[AIM]
Reproduce the lines of the listing below, beginning with the line that contains "# Outline the region of every instance of the window" and continuing through the line that contains "[[925,61],[945,61],[949,59],[949,46],[928,46],[921,48],[921,58]]". Include both of those lines.

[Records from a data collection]
--- BEGIN ---
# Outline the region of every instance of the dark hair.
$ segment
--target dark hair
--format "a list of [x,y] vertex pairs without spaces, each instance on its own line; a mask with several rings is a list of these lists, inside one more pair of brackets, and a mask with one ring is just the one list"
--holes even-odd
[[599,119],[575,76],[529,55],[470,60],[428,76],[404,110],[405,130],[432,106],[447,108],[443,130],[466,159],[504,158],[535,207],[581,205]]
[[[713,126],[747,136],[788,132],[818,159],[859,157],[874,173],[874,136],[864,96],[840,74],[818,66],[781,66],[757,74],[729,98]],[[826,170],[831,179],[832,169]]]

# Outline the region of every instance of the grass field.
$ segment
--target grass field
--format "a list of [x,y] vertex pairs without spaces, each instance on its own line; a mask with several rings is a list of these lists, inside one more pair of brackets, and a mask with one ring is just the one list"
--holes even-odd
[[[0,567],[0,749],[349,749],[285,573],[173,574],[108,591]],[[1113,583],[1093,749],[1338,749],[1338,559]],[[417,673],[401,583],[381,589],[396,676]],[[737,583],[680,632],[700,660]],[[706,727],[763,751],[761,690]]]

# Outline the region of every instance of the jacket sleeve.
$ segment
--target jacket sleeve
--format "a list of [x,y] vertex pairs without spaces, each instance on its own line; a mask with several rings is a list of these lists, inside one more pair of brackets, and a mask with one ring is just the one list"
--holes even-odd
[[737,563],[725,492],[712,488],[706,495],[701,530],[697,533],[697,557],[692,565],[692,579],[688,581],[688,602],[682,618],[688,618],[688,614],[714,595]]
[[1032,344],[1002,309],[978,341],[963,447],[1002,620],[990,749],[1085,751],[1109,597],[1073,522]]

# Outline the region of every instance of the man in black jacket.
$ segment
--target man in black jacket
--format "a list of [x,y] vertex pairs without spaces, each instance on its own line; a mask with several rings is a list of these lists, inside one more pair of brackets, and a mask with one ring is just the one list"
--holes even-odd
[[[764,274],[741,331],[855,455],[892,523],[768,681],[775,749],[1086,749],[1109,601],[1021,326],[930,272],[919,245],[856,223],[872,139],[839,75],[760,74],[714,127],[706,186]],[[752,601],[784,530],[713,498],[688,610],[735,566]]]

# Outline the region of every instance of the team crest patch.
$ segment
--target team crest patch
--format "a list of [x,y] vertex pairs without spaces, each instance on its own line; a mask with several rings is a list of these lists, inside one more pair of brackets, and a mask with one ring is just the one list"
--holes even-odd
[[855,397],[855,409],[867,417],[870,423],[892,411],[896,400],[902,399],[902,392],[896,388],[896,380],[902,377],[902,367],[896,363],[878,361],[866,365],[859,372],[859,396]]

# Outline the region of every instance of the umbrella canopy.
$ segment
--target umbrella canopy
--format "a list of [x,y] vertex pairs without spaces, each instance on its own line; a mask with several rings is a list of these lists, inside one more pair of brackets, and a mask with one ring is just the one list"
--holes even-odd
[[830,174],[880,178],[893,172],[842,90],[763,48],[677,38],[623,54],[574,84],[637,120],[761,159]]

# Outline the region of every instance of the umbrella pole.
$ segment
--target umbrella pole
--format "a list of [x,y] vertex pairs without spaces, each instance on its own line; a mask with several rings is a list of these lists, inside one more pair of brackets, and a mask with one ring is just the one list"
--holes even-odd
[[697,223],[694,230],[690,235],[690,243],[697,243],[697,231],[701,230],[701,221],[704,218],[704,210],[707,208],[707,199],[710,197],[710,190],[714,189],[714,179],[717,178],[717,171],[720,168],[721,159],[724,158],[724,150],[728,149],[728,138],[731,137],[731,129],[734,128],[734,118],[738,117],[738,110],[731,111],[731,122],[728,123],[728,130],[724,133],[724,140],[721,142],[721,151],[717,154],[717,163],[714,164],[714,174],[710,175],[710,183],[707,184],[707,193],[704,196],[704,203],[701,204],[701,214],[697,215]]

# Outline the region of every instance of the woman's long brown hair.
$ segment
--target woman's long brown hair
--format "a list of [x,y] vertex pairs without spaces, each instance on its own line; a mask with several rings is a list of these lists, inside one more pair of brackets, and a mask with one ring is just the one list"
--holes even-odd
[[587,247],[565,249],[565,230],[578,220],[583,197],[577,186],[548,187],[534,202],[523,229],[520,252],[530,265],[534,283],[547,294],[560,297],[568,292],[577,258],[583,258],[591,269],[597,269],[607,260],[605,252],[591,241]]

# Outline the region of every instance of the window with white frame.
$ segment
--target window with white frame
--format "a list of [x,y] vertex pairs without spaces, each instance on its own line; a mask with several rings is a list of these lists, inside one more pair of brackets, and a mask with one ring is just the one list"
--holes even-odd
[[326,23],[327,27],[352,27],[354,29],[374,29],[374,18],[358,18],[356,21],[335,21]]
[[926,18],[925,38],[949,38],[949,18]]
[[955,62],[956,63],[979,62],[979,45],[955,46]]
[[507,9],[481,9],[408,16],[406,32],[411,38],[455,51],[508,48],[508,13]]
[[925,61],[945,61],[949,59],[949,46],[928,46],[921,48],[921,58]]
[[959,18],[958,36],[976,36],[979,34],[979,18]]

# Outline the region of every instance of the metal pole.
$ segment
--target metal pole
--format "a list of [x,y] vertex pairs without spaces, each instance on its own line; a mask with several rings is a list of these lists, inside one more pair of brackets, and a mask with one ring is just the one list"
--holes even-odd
--- END ---
[RESULT OF THIS EXERCISE]
# Outline the region of every instance of the window with white frame.
$ segment
--target window with white frame
--format "a list of [x,y] vertex pairs without spaces, each instance on its own line; a mask with several rings is a list of these lists, inside one more pair of brackets, and a mask with one ring is just the one list"
--holes even-odd
[[326,23],[327,27],[352,27],[354,29],[374,29],[374,18],[358,18],[356,21],[335,21]]
[[926,18],[925,38],[949,38],[949,18]]
[[955,62],[956,63],[979,62],[979,45],[955,46]]
[[507,9],[481,9],[408,16],[406,32],[411,38],[455,51],[508,48],[508,13]]
[[925,61],[945,61],[949,59],[949,46],[928,46],[921,48],[921,58]]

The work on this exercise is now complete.